▶ **Voci estratte**

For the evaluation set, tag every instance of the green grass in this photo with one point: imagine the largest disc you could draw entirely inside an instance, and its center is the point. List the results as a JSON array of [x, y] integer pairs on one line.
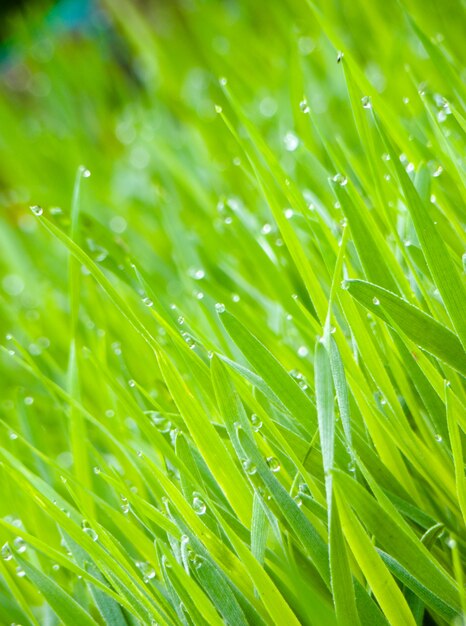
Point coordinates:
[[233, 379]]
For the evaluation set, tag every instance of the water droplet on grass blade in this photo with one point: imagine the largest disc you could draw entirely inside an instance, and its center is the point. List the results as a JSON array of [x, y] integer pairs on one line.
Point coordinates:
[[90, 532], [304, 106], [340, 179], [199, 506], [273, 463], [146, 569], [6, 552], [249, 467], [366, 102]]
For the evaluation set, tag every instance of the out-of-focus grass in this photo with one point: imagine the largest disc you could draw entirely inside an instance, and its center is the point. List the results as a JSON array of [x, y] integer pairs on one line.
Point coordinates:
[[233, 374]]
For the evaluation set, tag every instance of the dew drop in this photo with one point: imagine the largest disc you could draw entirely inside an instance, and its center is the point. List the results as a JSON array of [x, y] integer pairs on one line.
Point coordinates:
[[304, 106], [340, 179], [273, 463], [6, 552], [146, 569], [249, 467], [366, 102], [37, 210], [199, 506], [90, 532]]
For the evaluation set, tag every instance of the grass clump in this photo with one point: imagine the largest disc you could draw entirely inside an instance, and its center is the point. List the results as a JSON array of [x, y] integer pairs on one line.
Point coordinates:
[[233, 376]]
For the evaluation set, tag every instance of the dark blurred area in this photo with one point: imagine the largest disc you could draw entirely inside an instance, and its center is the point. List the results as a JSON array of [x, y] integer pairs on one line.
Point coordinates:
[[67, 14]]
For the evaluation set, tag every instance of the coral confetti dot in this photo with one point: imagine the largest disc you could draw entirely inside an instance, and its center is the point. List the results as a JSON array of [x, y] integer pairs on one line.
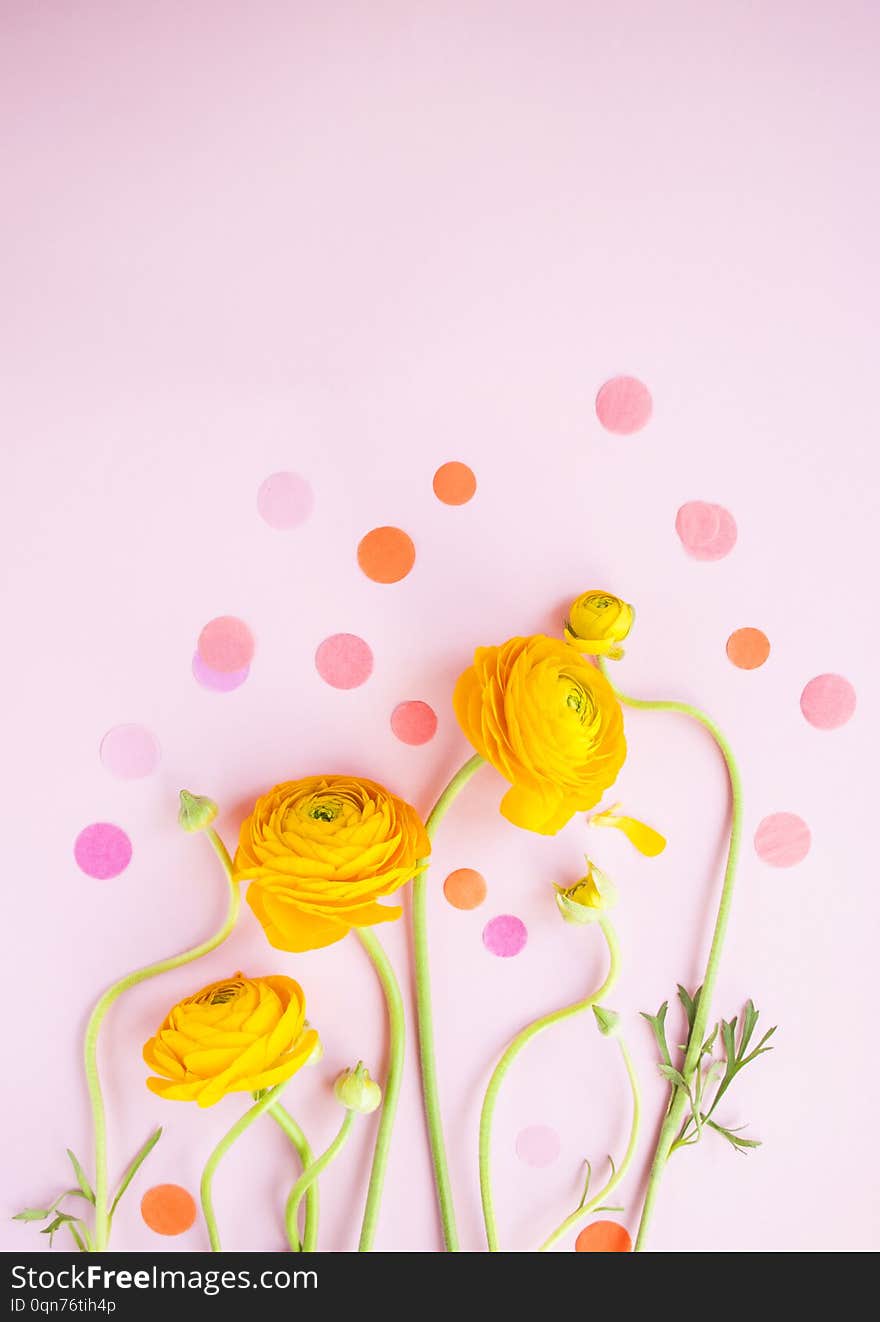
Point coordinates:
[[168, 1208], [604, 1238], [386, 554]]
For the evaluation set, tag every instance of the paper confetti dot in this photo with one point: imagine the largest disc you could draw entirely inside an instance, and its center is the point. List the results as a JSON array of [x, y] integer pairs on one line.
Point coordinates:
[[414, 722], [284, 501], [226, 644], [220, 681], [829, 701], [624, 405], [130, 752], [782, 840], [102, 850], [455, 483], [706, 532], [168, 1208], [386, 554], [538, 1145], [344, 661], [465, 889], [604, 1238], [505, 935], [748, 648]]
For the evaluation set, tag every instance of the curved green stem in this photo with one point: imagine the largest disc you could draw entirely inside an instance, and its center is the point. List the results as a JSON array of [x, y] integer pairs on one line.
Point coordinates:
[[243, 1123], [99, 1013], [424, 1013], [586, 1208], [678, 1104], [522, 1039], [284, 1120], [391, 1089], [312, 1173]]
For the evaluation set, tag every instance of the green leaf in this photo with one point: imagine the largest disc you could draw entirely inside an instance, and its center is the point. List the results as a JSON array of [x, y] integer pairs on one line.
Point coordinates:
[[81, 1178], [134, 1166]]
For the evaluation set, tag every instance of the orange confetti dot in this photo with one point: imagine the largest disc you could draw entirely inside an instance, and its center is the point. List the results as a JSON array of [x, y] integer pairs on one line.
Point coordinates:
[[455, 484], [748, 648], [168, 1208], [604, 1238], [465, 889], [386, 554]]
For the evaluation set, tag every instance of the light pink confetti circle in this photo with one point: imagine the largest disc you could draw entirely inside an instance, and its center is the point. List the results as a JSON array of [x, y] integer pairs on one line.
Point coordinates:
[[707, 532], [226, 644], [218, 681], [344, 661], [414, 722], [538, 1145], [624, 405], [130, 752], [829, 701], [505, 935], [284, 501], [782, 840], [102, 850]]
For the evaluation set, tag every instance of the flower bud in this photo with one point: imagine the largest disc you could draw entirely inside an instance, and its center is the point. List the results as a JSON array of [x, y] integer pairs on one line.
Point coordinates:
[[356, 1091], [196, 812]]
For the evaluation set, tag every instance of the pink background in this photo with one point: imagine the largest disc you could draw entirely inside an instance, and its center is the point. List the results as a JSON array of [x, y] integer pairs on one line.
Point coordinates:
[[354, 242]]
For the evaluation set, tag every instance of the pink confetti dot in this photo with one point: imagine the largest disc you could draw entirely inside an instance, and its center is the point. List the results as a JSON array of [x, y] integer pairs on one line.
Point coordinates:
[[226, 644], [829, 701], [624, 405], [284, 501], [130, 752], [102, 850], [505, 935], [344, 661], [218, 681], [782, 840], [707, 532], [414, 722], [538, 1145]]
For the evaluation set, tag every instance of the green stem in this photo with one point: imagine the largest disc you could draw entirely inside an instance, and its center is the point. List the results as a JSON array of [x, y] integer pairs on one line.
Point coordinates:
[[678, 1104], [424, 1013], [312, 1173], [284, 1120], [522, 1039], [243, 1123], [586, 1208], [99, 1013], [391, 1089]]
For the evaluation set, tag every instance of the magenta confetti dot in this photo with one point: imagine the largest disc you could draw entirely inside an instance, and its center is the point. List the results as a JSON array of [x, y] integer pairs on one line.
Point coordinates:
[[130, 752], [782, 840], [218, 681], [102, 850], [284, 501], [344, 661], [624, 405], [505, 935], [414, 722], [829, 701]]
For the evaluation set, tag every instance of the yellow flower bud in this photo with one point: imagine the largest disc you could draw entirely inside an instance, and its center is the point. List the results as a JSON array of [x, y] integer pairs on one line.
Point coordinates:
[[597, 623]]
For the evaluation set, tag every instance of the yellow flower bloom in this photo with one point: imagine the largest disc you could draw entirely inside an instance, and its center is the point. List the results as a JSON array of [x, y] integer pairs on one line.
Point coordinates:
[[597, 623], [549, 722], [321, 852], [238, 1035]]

▶ **Scopo del compito**
Disponi le righe di tutte le voci qui sopra in una tabella Markdown con due colonne, «N» per il numero progressivo e «Riga» per il testo, saltando le righe vuote. Lascia fuori le immagini.

▶ **Risultato corretto**
| N | Riga |
|---|---|
| 1 | For the evaluation set, tag every instance of the green grass in this photo with one point: imagine the largest disc you could draw entirely inside an instance, and its center is the point. List the results as a JSON array of [x, y] integer pairs on one line. |
| 2 | Point coordinates: |
| 3 | [[233, 379]] |
| 4 | For the evaluation set, tag every instance of the water droplet on grass blade in this photo with one point: imagine the largest disc you could draw entirely inside an instance, and its center is the point. List the results as a JSON array of [x, y] integer pairs on one line. |
| 5 | Point coordinates: |
| 6 | [[90, 532], [304, 106], [340, 179], [199, 506], [273, 463], [146, 569], [6, 552], [249, 467], [366, 102]] |
| 7 | For the evaluation set, tag every instance of the out-of-focus grass in this photo with one point: imagine the largest disc you could draw entirely inside an instance, and its center is the point. List the results as a JSON array of [x, y] integer pairs on one line. |
| 8 | Point coordinates: |
| 9 | [[233, 374]] |
| 10 | For the evaluation set, tag every instance of the dew drop in this photo with one point: imagine the largest disc you could draw entirely inside an instance, and its center is the point. List the results as a JSON array of [x, y] integer pairs on one line. |
| 11 | Point coordinates: |
| 12 | [[304, 106], [340, 179], [273, 463], [6, 552], [146, 569], [249, 467], [366, 102], [37, 210], [199, 506], [90, 532]] |
| 13 | For the evaluation set, tag every instance of the grass clump in this photo with one point: imagine the largest disc you could draw entirely inside an instance, and its center is the point. List the results as a JSON array of [x, y] integer pairs on one line. |
| 14 | Point coordinates: |
| 15 | [[233, 376]] |
| 16 | For the evaluation set, tag every instance of the dark blurred area in this photo with one point: imagine the largest disc you could draw entirely inside an instance, and its center is the point. List the results as a JSON array of [x, y] integer pairs on one line. |
| 17 | Point coordinates: |
| 18 | [[67, 14]] |
| 19 | For the evaluation set, tag every instance of the coral confetti dot in this photo with one point: imagine the largest disc you could draw entirely inside an instance, and its center is the point. List the results as a JSON array of [x, y] integer pairs on one line. |
| 20 | Point coordinates: |
| 21 | [[168, 1208], [604, 1238], [386, 554]] |
| 22 | For the evaluation set, tag every instance of the paper confetti dot in this photo with one point: imagine the largest disc you could draw entirely inside an instance, and its center is the point. List the results as a JSON array of [x, y] integer pairs on one line. |
| 23 | Point coordinates: |
| 24 | [[414, 722], [284, 501], [226, 644], [220, 681], [829, 701], [624, 405], [130, 752], [782, 840], [102, 850], [455, 483], [706, 532], [168, 1208], [386, 554], [538, 1145], [344, 661], [465, 889], [604, 1238], [505, 935], [748, 648]] |
| 25 | For the evaluation set, tag every instance of the curved green stem in this photo with one point: imagine the largest disc you could draw entirely inside an instance, and its center is the point. List the results as a JSON array of [x, y] integer pairs on one line. |
| 26 | Point coordinates: |
| 27 | [[243, 1123], [99, 1013], [424, 1013], [586, 1208], [678, 1104], [522, 1039], [284, 1120], [391, 1089], [312, 1173]] |
| 28 | For the evaluation set, tag every instance of the green leaf in this photo with one point: imagine the largest disc you could draw entirely inside an instance, and its center is the point. List the results as a JSON array of [x, y] integer pairs on one line. |
| 29 | Point coordinates: |
| 30 | [[81, 1178], [134, 1166]] |
| 31 | For the evaluation set, tag every instance of the orange confetti dot in this photo with one point: imagine the largest disc you could draw entirely inside an instance, and its center is the point. List the results as a JSON array of [x, y] integer pairs on one line. |
| 32 | Point coordinates: |
| 33 | [[455, 484], [748, 648], [168, 1208], [604, 1238], [465, 889], [386, 554]] |
| 34 | For the evaluation set, tag every instance of the light pink confetti circle in this photo with one point: imagine the largest disc you could draw entirely inside an instance, and its center is the point. List the results as a JSON array of [x, y] integer pairs on one line. |
| 35 | Point coordinates: |
| 36 | [[707, 532], [226, 644], [218, 681], [344, 661], [414, 722], [538, 1145], [624, 405], [130, 752], [829, 701], [505, 935], [284, 501], [782, 840], [102, 850]] |
| 37 | For the evaluation set, tag every instance of the flower bud in this photo with one point: imagine the largest disc you could draw entirely inside an instance, and its center is the point. List the results as a JSON array of [x, y] integer pairs on one line. |
| 38 | Point coordinates: |
| 39 | [[356, 1091], [196, 812]] |
| 40 | For the evaluation set, tag every instance of the pink background in this photo with one point: imagine the largest disc you could draw entirely inside an instance, and its center is the point. List the results as a JSON array of [x, y] integer pairs on one line. |
| 41 | Point coordinates: |
| 42 | [[354, 242]] |
| 43 | For the evaluation set, tag every instance of the pink confetti dot in this photo with one point: imagine the largest disc you could draw entirely inside an instance, and its center is the point. List the results as a JSON array of [x, y] integer pairs on one line. |
| 44 | Point coordinates: |
| 45 | [[226, 644], [829, 701], [624, 405], [284, 501], [130, 752], [102, 850], [505, 935], [344, 661], [218, 681], [782, 840], [707, 532], [414, 722], [538, 1145]] |
| 46 | For the evaluation set, tag every instance of the green stem in this photo with one point: imagine the largest disc you could draw entirely inside an instance, and its center is the point. List the results as a JSON array of [x, y] integer pairs on one line. |
| 47 | Point coordinates: |
| 48 | [[678, 1104], [424, 1013], [312, 1173], [284, 1120], [522, 1039], [243, 1123], [586, 1208], [99, 1013], [391, 1089]] |
| 49 | For the evaluation set, tag every instance of the magenta confetti dot in this photo with one point: imagine the largest disc you could draw entirely inside an instance, and its center is the point. List the results as a JSON array of [x, y] integer pairs on one line. |
| 50 | Point coordinates: |
| 51 | [[130, 752], [782, 840], [218, 681], [102, 850], [284, 501], [344, 661], [624, 405], [505, 935], [414, 722], [829, 701]] |
| 52 | For the evaluation set, tag every instance of the yellow flower bud in this photo with one point: imagine the largest disc you could draw entirely inside an instance, and its center is the point. List the results as a JSON array of [x, y] integer pairs on one line. |
| 53 | Point coordinates: |
| 54 | [[597, 623]] |
| 55 | For the evaluation set, tag every instance of the yellow flower bloom in this photo with one point: imagine the largest disc you could draw entirely inside an instance, and its center is the point. List the results as a JSON array of [x, y] integer pairs on one line. |
| 56 | Point coordinates: |
| 57 | [[597, 623], [549, 722], [321, 852], [238, 1035]] |